**Required task**
Which lines in the items below contain the string "doorway"? Pick out each one and copy it in full.

**Material for this exercise**
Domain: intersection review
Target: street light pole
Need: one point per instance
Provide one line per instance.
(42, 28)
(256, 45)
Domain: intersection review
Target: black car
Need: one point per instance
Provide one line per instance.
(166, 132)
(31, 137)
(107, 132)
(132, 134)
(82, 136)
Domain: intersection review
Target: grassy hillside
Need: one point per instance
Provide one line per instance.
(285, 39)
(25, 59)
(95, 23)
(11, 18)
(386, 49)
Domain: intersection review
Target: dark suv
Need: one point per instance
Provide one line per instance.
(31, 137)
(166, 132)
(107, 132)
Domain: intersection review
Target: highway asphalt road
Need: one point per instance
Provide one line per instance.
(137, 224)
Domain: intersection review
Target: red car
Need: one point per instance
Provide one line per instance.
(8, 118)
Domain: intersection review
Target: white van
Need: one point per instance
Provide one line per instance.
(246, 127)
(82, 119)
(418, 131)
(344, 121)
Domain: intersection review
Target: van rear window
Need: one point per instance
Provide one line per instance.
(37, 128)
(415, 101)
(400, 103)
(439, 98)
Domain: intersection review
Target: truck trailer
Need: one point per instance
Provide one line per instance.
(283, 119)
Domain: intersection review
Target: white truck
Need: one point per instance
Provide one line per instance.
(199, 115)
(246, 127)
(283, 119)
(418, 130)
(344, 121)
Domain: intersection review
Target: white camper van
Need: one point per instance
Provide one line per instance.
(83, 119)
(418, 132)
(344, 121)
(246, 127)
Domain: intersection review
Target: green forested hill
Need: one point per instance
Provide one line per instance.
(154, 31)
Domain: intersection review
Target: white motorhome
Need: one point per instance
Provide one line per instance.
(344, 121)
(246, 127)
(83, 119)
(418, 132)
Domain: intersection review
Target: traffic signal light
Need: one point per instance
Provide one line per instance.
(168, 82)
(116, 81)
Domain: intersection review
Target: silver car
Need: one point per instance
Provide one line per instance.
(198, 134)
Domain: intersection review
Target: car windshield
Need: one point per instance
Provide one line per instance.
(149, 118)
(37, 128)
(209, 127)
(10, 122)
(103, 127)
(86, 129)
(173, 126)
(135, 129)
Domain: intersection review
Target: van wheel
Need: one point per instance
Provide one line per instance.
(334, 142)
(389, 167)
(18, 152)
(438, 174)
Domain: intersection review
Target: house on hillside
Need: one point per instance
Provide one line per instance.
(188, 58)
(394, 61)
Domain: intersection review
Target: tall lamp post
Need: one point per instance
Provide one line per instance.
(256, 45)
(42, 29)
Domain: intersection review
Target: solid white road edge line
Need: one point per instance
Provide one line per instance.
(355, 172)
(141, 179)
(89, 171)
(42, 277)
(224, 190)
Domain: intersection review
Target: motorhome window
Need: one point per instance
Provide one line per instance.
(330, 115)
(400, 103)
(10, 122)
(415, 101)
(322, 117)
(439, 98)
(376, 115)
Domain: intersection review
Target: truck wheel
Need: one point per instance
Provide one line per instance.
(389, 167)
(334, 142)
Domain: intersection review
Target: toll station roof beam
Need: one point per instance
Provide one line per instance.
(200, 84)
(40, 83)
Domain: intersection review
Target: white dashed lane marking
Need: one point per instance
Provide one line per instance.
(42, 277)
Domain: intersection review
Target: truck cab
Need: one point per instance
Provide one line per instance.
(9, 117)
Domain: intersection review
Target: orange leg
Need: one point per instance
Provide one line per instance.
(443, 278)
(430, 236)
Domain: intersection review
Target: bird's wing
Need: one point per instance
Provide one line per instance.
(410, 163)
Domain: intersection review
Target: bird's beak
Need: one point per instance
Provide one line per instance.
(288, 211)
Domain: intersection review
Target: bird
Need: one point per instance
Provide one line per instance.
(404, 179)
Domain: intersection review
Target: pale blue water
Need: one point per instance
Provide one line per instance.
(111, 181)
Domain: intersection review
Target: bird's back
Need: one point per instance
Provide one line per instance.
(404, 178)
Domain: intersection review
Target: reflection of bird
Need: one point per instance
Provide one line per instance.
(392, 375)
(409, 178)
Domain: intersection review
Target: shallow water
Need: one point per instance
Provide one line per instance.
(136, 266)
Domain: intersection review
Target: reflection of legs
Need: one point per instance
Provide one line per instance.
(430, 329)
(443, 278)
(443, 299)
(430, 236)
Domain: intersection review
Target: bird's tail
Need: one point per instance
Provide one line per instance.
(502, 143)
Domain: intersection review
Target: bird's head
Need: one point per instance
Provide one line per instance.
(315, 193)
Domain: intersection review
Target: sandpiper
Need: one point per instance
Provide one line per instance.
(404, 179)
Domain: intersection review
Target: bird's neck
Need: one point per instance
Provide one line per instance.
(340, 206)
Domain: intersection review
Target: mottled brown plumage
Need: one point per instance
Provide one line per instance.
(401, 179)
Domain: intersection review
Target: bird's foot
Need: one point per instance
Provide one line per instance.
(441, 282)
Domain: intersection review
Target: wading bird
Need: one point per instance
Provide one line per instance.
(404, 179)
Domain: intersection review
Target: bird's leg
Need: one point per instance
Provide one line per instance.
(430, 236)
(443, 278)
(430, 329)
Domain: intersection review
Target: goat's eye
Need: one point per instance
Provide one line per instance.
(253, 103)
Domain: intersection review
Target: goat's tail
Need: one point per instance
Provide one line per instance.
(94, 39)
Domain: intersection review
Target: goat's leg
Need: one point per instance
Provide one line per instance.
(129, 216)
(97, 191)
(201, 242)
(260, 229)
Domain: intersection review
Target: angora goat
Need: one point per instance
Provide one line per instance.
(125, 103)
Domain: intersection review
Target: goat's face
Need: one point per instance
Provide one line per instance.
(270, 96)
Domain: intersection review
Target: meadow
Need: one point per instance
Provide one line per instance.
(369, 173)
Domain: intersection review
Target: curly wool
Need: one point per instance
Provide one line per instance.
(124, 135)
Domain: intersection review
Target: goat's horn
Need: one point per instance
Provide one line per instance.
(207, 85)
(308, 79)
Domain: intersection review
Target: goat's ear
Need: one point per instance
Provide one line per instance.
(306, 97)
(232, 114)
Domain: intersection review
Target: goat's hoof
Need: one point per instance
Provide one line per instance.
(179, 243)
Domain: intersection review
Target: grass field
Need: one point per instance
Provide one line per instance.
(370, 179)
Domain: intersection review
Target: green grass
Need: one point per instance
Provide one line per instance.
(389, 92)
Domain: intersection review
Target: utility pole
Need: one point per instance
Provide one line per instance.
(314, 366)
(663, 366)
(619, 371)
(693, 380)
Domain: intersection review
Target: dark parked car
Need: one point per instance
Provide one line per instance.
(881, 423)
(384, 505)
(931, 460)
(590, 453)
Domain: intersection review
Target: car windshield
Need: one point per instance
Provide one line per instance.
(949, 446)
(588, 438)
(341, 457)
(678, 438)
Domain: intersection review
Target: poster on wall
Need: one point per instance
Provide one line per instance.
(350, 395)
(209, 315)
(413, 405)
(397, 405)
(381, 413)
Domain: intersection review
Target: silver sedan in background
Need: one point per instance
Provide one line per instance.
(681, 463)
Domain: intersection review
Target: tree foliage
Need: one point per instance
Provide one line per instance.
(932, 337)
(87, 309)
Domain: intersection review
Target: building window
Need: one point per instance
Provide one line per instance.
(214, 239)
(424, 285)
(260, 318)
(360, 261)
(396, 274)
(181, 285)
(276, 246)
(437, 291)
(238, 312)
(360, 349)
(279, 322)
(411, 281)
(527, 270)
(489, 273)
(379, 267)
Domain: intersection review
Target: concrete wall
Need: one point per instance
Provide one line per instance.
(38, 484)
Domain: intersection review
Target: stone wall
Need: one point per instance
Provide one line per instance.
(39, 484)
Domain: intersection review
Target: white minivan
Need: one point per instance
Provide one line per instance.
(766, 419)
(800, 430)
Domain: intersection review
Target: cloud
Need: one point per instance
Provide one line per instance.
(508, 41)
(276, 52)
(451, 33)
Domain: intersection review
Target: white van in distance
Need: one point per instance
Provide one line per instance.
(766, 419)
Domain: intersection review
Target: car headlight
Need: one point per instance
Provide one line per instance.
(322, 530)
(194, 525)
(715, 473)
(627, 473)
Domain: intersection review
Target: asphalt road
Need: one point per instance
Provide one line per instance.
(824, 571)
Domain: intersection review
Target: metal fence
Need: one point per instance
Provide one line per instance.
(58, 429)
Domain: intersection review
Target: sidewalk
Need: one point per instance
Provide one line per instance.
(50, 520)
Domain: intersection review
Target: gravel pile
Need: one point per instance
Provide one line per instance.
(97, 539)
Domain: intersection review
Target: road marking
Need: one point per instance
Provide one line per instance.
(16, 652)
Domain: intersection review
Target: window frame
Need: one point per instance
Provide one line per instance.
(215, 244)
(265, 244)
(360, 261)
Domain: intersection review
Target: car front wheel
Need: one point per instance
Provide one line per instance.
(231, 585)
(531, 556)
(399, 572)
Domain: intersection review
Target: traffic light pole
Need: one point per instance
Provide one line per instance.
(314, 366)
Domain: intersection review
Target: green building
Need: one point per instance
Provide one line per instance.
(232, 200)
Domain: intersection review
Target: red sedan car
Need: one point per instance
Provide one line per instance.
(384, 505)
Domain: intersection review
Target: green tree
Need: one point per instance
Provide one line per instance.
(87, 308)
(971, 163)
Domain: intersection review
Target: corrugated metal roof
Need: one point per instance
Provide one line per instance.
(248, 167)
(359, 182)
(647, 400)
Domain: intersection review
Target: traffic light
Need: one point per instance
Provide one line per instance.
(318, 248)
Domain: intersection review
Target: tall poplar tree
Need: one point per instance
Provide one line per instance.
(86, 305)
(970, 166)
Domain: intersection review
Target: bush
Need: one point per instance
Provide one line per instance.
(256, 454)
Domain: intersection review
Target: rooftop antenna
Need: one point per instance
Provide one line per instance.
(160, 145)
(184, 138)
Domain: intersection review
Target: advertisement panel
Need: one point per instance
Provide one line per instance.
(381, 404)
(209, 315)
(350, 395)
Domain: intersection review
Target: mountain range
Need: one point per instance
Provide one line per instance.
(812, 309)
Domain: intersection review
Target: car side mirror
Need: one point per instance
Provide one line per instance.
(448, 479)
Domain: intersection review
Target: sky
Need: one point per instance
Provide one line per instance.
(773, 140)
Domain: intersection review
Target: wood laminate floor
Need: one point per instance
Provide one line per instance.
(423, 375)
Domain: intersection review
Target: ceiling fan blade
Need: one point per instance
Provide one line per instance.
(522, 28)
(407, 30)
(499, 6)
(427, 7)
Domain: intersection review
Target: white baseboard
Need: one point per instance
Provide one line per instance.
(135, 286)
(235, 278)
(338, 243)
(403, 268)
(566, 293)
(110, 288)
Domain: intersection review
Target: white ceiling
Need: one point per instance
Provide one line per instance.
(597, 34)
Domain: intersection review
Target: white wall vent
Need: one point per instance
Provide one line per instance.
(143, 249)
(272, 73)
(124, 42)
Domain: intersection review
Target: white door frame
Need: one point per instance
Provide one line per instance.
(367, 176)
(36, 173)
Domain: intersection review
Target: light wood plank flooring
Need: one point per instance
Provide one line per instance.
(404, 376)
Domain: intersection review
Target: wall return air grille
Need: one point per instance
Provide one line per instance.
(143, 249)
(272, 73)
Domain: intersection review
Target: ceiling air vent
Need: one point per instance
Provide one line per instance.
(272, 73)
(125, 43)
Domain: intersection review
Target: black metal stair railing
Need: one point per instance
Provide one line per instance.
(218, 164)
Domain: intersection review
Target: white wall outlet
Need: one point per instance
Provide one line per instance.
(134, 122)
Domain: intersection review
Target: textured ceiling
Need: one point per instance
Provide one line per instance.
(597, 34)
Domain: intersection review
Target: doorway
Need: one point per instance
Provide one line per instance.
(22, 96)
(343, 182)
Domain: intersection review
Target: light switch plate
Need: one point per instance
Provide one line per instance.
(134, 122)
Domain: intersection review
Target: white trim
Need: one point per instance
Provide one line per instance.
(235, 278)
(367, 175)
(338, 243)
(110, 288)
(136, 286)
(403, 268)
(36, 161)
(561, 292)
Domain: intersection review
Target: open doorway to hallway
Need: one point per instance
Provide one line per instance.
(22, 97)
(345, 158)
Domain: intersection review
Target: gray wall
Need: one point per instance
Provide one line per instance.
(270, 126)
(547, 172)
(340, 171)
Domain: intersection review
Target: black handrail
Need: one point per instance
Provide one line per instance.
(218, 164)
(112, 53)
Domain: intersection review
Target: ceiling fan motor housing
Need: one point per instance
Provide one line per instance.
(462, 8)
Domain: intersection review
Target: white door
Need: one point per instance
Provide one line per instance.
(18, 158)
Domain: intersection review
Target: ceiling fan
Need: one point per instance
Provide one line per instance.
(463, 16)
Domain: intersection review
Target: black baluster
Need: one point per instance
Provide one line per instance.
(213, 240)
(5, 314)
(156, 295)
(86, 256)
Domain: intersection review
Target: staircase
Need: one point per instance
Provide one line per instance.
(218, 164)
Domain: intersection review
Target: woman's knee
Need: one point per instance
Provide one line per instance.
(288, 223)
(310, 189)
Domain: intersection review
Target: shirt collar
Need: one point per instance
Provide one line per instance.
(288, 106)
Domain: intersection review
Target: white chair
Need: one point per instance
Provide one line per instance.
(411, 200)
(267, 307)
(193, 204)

**Task answer**
Target: doorway
Target: open doorway to hallway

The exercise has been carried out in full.